Requirements: Exactly as written, transcribe the lines that run from the one containing "denim jeans shown in this photo." to the end of the records below.

Pointing dataset records
============

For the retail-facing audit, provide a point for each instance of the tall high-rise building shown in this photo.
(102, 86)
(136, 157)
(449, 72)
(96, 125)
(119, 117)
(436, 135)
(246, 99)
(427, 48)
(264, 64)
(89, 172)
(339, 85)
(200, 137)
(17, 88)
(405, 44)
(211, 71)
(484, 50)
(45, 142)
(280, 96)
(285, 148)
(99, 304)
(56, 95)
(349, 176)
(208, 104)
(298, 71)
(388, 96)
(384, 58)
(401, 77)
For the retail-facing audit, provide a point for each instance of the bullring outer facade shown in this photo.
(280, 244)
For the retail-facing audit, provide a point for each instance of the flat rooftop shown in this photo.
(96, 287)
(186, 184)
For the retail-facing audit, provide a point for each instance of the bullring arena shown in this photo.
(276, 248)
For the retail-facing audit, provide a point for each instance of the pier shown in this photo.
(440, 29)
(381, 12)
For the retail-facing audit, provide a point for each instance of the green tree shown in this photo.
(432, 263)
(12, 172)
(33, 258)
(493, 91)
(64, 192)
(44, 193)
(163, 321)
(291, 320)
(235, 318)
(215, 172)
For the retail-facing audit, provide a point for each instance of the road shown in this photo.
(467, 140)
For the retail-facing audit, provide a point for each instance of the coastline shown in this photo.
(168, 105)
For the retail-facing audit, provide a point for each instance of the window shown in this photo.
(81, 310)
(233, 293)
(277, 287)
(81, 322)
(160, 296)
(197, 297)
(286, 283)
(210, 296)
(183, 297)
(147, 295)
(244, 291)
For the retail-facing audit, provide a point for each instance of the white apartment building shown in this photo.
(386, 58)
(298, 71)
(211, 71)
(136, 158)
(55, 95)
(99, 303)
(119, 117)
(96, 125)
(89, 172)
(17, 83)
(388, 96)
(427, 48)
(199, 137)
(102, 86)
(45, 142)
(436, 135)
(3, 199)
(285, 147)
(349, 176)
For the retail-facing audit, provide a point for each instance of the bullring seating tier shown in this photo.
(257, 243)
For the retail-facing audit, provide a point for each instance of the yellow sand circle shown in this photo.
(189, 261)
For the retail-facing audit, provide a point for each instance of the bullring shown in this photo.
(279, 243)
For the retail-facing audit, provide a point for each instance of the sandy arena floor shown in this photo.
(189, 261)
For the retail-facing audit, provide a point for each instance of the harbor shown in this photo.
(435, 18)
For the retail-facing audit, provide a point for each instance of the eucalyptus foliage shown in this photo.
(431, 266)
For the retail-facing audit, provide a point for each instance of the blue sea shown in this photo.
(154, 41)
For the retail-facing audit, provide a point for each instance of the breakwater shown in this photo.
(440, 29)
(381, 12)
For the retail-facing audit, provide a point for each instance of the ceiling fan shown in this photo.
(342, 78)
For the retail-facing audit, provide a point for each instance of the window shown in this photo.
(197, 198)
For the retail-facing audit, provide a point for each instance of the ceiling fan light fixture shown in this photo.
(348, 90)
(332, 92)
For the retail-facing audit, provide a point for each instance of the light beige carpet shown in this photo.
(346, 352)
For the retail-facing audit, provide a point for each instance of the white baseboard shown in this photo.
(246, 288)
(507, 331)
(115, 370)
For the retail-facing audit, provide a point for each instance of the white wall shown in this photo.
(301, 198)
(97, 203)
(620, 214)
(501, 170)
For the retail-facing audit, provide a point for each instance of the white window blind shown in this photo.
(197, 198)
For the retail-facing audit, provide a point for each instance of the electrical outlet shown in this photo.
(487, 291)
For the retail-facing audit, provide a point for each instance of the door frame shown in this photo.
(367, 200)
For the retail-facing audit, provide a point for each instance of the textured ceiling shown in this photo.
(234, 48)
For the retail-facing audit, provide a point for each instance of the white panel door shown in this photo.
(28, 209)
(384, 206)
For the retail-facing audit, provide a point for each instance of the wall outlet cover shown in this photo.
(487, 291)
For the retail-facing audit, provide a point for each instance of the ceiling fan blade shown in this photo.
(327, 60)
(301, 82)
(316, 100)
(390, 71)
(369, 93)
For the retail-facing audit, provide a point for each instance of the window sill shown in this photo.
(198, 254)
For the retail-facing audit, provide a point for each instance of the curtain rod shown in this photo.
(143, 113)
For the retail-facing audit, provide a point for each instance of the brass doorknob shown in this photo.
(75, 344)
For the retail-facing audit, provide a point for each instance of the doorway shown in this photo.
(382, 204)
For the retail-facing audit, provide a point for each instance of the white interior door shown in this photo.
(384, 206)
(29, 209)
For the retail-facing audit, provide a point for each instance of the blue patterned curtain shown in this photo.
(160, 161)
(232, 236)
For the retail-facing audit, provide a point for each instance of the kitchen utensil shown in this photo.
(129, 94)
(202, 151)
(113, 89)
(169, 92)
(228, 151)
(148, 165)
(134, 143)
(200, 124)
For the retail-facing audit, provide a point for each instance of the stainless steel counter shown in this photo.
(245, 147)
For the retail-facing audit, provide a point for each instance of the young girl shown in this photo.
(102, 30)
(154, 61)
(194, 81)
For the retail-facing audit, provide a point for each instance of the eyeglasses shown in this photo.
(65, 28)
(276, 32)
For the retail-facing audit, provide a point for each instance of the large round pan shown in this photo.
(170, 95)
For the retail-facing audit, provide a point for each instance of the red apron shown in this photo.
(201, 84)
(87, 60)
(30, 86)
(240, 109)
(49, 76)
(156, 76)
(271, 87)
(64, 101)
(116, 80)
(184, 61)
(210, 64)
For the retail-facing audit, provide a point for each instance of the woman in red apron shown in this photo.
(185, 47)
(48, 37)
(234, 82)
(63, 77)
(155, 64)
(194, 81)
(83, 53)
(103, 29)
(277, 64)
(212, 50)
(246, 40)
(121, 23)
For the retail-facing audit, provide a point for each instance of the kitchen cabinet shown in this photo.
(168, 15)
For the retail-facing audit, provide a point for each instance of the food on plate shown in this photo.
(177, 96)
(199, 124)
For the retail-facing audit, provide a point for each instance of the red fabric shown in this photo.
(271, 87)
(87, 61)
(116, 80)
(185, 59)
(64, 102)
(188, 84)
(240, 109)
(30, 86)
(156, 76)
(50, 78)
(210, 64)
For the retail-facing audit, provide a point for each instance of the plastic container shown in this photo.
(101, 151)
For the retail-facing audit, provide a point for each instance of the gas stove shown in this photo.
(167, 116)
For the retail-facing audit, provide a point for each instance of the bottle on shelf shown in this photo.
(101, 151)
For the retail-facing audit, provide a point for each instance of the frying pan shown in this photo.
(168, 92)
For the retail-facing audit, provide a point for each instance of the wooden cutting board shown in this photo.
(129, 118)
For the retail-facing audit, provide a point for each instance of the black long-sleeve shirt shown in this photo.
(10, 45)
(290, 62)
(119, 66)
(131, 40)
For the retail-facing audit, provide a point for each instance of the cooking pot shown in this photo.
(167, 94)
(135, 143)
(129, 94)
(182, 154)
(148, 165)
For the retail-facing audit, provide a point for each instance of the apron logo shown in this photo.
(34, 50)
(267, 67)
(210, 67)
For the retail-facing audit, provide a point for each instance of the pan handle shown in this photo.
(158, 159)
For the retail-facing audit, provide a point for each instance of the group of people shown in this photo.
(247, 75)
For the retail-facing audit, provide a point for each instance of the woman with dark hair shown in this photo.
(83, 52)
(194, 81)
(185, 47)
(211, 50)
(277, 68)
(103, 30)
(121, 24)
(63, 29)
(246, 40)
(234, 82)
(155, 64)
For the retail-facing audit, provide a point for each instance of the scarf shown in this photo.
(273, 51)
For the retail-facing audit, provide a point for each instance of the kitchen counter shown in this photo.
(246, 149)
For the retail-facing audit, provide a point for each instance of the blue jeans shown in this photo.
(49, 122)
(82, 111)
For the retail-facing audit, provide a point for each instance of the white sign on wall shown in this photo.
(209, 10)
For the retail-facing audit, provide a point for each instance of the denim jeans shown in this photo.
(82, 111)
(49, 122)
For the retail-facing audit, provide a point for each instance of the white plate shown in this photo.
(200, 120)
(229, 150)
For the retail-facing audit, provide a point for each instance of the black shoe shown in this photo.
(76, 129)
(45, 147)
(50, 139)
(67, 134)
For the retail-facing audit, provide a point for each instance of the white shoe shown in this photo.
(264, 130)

============

Exercise solution:
For the retail-facing audit, provide a point for each instance of the denim jeans shown in this photo.
(82, 111)
(49, 122)
For the retail-facing audit, provide a point for each instance of the white plate shown in this photo.
(200, 120)
(229, 150)
For the retail-facing audit, provide a point for each instance of the black shoe shown in this photo.
(76, 129)
(45, 147)
(50, 139)
(67, 134)
For the retail-facing audit, provide a point for each instance of the white shoe shown in this photo.
(264, 130)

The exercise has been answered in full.